## Extract to read

= Beginning of Section =

The Ten Most Metal Animal Skulls
Perhaps the most overused and overly co-opted heavy metal symbol is that of the skull. Once a worldwide symbol for death, danger, carefree indulgence, and those who worship at the altar of those things, the Death’s Head has since become a badge of wannabe rebellion and occasionally enjoying Appetite for Destruction, to be held up and cooed at in every Walmart.
Thankfully, Mother Nature is basically a mad scientist on acid, and the human skull is not the only skull on earth that is in any way metal. In fact, the beasts of the land and sea often have skulls that are far more terrifying and absurd than that of our grinning headbone. So if you’re a metal band or artist, and want to step your game up in a depiction of Hell, the Reaper, or just a mutant bursting out of a tube and mutilating its makers, consider replacing that rotten skull with one of these bad boys:
MIGHTY INCISORS! For those of you who don’t know, a nutria, formally a coypu, is a giant water rat that hangs out in swamps and bogs (according to friends of mine in NOLA, they’re fucking delicious). Though these guys aren’t terribly harmful other than being a nuisance, their giant yellowed front teeth are so big and brutal that their entire skull hinges upwards and outwards to house them. Looking at that skull, all you can imagine is them teeth clamping down on one of your fingers.
9. Gila Monster
So what if these lizards are small and so sluggish their venom isn’t really a big deal—look at that skull! It looks like the Gila monster’s sole purpose is knocking down castle walls. The monster’s Latin name, Heloderma, means “skin studded with nails”, too, so this creature is basically distinct in its riveted industrial head.
It’s funny to look at extreme metal artwork and realize how many times some Satanic cultist or goat-worshipping black metal warrior has actually been wearing the skull of an ibex rather than that of a goat. While goat skulls are pretty metal, there’s something about the huge arc of the ibex’s horns and the dagger-like thinness of the face that make this skull feel wilder, stranger, and more unholy than that of a goat.
7. Vampire bat
What’s most interesting about a vampire bat’s skull is that it looks exactly like its namesake. When you strip away the big flower-petal ears and leafy nose of a vampire bat, what you have underneath appears to be Nosferatu. What the vampire bat’s skull lacks in size or adornment it makes up for in cold, simple creepiness. Imagine approaching the romantic cloak-wearing nobleman on the castle ramparts at dusk… and when he turns around, he has that for a head.

= End of Section =

## Supplied entries
= Beginning of Section =

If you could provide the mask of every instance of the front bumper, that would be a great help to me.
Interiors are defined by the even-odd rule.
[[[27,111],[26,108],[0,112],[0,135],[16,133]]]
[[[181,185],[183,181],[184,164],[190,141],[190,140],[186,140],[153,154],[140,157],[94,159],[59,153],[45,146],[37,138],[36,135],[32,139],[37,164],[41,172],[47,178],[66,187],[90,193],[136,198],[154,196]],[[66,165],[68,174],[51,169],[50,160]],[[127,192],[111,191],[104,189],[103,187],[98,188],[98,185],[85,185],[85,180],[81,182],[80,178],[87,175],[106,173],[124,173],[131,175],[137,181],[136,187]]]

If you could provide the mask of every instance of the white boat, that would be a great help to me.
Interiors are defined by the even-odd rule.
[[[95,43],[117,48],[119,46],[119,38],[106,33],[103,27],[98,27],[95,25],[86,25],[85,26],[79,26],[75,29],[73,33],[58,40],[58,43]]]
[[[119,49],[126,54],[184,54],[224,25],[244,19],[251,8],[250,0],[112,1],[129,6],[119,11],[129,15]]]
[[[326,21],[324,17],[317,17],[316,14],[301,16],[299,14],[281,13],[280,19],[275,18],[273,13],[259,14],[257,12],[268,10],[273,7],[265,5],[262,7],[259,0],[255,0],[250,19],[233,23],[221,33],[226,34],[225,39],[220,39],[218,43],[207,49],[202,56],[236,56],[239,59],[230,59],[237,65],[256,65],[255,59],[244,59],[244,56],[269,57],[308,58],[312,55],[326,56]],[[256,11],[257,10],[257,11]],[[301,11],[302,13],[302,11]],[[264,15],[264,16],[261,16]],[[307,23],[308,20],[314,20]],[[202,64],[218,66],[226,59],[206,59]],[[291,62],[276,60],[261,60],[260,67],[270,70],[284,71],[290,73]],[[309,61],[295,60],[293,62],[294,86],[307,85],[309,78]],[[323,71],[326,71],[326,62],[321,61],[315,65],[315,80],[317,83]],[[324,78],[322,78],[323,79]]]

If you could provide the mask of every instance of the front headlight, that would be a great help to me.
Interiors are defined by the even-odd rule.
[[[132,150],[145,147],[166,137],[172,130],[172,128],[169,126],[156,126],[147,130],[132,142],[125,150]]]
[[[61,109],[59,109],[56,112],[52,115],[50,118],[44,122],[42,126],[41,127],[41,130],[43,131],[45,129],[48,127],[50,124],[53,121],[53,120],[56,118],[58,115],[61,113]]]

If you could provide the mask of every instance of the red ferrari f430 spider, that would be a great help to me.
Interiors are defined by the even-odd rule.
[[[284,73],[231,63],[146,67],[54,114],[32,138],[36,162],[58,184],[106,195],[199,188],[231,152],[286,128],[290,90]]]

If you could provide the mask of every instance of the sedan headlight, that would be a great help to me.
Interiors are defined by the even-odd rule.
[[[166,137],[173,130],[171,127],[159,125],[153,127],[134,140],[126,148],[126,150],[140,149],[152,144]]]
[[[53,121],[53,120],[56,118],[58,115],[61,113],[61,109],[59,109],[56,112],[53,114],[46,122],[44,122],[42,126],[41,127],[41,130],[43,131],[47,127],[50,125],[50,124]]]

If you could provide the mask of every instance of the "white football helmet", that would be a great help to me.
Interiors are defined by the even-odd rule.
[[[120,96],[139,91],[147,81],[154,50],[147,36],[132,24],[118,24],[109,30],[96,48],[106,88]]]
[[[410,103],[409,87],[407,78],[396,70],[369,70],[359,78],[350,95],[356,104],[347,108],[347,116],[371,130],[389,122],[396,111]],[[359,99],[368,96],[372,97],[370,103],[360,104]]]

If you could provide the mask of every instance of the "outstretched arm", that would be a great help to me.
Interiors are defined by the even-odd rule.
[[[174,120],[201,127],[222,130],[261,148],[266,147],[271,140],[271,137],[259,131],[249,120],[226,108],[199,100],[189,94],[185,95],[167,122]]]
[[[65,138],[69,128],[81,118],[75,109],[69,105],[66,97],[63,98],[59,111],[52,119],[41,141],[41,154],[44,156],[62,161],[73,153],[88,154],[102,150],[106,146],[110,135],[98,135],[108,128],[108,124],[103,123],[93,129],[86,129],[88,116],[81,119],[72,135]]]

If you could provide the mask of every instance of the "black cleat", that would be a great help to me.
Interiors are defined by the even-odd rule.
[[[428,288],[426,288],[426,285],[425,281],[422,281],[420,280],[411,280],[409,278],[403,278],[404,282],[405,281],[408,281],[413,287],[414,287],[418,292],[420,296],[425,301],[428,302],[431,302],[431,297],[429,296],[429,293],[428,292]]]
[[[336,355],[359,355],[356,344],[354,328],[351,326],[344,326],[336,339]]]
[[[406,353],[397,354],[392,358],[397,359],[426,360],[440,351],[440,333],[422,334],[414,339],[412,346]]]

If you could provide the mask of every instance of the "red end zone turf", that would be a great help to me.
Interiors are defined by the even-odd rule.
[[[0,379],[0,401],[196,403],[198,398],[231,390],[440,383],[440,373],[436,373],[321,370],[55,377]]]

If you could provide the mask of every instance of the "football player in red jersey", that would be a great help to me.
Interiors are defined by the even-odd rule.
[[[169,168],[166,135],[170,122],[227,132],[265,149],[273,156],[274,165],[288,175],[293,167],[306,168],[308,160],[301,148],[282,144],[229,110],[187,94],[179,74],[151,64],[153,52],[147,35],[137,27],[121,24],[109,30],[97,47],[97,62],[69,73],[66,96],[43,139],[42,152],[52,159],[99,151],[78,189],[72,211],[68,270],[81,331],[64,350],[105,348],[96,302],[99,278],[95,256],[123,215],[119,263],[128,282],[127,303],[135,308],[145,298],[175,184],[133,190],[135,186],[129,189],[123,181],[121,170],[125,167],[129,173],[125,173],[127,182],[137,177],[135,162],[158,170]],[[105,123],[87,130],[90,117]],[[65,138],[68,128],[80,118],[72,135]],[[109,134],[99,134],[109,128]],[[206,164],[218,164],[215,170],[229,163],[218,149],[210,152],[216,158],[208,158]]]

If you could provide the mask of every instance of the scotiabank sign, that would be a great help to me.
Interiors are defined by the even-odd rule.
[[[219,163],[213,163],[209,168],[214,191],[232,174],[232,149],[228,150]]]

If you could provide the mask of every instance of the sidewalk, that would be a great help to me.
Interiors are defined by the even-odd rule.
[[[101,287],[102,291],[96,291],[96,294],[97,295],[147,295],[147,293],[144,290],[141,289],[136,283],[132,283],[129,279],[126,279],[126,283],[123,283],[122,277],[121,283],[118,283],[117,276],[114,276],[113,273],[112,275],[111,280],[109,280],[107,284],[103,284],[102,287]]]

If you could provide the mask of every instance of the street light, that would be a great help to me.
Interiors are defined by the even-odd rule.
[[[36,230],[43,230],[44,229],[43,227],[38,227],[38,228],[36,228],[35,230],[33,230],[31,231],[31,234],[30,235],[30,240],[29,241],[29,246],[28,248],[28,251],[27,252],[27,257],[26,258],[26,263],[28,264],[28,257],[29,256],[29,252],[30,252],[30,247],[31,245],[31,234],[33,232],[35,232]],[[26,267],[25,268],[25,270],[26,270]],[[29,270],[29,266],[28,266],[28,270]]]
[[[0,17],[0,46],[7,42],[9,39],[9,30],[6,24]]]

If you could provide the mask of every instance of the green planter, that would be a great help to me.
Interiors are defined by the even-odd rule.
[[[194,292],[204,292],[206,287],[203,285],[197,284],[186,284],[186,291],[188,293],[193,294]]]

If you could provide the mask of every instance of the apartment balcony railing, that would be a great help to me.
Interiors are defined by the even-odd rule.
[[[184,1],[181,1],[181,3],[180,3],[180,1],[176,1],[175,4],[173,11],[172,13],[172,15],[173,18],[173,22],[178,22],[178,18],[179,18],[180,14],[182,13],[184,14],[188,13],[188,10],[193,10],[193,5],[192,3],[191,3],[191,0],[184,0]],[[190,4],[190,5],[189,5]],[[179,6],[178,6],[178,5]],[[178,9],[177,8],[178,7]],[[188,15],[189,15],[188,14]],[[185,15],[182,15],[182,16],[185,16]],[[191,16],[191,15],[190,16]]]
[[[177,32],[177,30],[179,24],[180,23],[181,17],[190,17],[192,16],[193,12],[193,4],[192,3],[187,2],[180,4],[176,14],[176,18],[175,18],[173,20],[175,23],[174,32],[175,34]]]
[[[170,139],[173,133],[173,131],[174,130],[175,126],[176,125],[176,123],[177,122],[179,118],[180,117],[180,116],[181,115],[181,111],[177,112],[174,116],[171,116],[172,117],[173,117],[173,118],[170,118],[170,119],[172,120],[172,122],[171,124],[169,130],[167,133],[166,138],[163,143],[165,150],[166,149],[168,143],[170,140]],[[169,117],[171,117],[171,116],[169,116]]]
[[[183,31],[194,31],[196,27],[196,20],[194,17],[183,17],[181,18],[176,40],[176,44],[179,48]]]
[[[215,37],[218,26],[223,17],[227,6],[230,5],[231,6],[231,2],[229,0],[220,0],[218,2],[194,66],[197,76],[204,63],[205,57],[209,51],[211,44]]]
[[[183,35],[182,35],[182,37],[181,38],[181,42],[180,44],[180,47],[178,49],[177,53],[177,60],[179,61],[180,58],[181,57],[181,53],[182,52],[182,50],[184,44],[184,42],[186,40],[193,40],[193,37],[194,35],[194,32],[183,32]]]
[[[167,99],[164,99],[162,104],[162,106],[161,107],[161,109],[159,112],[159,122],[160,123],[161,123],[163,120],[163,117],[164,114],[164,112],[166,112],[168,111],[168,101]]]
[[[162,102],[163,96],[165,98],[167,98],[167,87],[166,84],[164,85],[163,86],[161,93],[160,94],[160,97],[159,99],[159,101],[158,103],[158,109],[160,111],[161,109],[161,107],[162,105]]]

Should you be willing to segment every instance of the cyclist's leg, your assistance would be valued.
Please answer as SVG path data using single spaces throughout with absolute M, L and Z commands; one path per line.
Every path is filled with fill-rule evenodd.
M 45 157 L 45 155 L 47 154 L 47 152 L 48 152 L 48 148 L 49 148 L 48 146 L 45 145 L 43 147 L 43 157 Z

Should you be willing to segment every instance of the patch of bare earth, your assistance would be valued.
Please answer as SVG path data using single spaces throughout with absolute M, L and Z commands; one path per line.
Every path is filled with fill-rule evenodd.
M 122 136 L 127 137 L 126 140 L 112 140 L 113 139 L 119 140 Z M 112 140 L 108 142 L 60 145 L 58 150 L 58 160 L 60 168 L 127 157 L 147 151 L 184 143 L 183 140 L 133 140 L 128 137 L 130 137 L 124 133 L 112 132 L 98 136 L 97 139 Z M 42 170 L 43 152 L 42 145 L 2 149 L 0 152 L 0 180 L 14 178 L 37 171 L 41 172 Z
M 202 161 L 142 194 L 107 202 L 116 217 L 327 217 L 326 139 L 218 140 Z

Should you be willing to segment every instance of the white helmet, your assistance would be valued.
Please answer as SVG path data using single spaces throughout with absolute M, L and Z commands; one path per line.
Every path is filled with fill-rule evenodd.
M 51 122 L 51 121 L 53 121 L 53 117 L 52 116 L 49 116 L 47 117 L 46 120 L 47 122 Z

= End of Section =

## Directions
1. Using the piece on metal animal skulls, list everything it says the skull was once a worldwide symbol for.
2. Pick up the piece on metal animal skulls after its final sentence and carry it forward.

## Expected responses
1.
- death
- danger
- carefree indulgence
- those who worship at the altar of those things

2.
What the fuck is going on here?! Tapir skulls are proof that even God loves a freakshow. With skin, tapirs just look kind of guilty, like elephants that didn’t want to pay beyond the trial membership. But take that flesh away and you get to see the bizarre bone spur holding up this creature’s goofy-ass proboscis. An absurd and grotesque reminder that Nature is the original mad scientist.
5. Killer whale
It’s… smiling at me. While most whales’ skulls look like the bows for alien instruments, the Orca’s skull just looks like some grinning eyeless crocodile from the depths of Hell. Of course, it’s important to remember that skulls that big house big brains, and killer whales are not the killers they’re often portrayed as… but man, it’s hard to keep that in mind when that thing’s grinning at you like that.
Too late, you’ve pictured it going into your eye. Like the Nutria, the metalness of the condor’s skull rests pretty heavily on its front—but man, what a front. That beak is like the grim reaper’s scythe, and the fact that it grows so scarily at the end of this huge hinged head only makes it a more intimidating weapon. Plus, there’s just something about birds, man. They’re just spooky.
A baboon’s skull is basically how I imagine a werewolf looking—that heavy human brow atop a snout and mouth that’s just been stretched in terrifying ways. Primate skulls will always be especially hardcore because they always feature a glimmer of the humanity to come in them—a gorilla’s skull is pretty insane as well—but the baboon’s vicious predatory face adds a level of monstrousness that makes in the most metal in its class.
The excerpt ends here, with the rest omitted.